== SOURCE EXTRACT

Why marriage today takes more love, work - from both partners
For hundreds of years, marital advice books have been written for women rather than men, because women were responsible for making a marriage work. And over all that time, their advice to women could be summed up in a single word: submit.
Church officials in the 12th century declared that only God could own a woman's soul, but her husband had a leasehold over her body and she could not deny him its use. The tale of "Patient Griselda" was a staple of the marital advice industry in the 14th century. Its moral, one author explained, was that if a husband makes outrageous demands, do not refuse one's "ruler," for "greater good cometh by obeying." In the 16th century, ministers rebuked wives who used endearing nicknames for their husbands, because such familiarity undermined a man's authority.
A woman should be trained from girlhood for "docility," because "she will never be free to set her own opinion" above her husband's, wrote 18th-century philosopher Jean-Jacques Rousseau. Indeed, a wife should "place herself, instead of running the risk of being placed, in a secondary position," recommended one of the most widely read advice experts in 19th-century Britain and America, Sarah Ellis.
Beginning in the 1920s, professional psychologists replaced physicians and ministers as advice givers, but otherwise little changed. The premier marital therapy association of the 1950s, the Institute of Family Relations, handled the popular Ladies' Home Journal feature, "Can This Marriage Be Saved?" The answer was almost always yes, but only if, after counseling, the wife allowed her husband "to feel, as she now feels, that he is the head of the family."

====
== AVAILABLE DATA

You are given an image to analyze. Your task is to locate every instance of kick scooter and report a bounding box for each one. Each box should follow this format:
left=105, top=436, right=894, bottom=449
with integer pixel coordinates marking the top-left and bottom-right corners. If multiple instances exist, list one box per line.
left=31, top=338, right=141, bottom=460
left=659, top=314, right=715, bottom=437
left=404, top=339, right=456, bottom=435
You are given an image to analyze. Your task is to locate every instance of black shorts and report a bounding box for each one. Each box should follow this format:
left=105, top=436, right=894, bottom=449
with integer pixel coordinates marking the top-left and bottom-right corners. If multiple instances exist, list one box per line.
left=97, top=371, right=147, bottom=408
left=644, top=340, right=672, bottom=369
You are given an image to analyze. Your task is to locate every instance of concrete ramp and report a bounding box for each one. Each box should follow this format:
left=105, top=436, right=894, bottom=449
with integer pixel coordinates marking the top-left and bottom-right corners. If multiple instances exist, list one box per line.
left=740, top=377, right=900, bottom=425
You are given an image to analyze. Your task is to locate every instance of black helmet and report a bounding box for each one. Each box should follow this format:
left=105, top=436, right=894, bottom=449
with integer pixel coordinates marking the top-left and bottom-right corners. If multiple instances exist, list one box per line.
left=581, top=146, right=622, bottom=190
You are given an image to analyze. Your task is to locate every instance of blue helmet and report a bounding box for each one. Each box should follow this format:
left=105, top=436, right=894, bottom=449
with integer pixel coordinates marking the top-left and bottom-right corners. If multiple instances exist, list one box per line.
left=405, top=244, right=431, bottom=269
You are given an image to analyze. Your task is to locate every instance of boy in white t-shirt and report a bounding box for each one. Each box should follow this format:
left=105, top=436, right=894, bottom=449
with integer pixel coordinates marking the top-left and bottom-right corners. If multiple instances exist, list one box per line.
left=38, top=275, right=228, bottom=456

====

--- TASK DIRECTIONS ---
From the marriage article, copy the passage that begins at the words "A woman should" and stops after "America, Sarah Ellis.". This listing has no connection to the marriage article.

--- EXERCISE RESPONSE ---
A woman should be trained from girlhood for "docility," because "she will never be free to set her own opinion" above her husband's, wrote 18th-century philosopher Jean-Jacques Rousseau. Indeed, a wife should "place herself, instead of running the risk of being placed, in a secondary position," recommended one of the most widely read advice experts in 19th-century Britain and America, Sarah Ellis.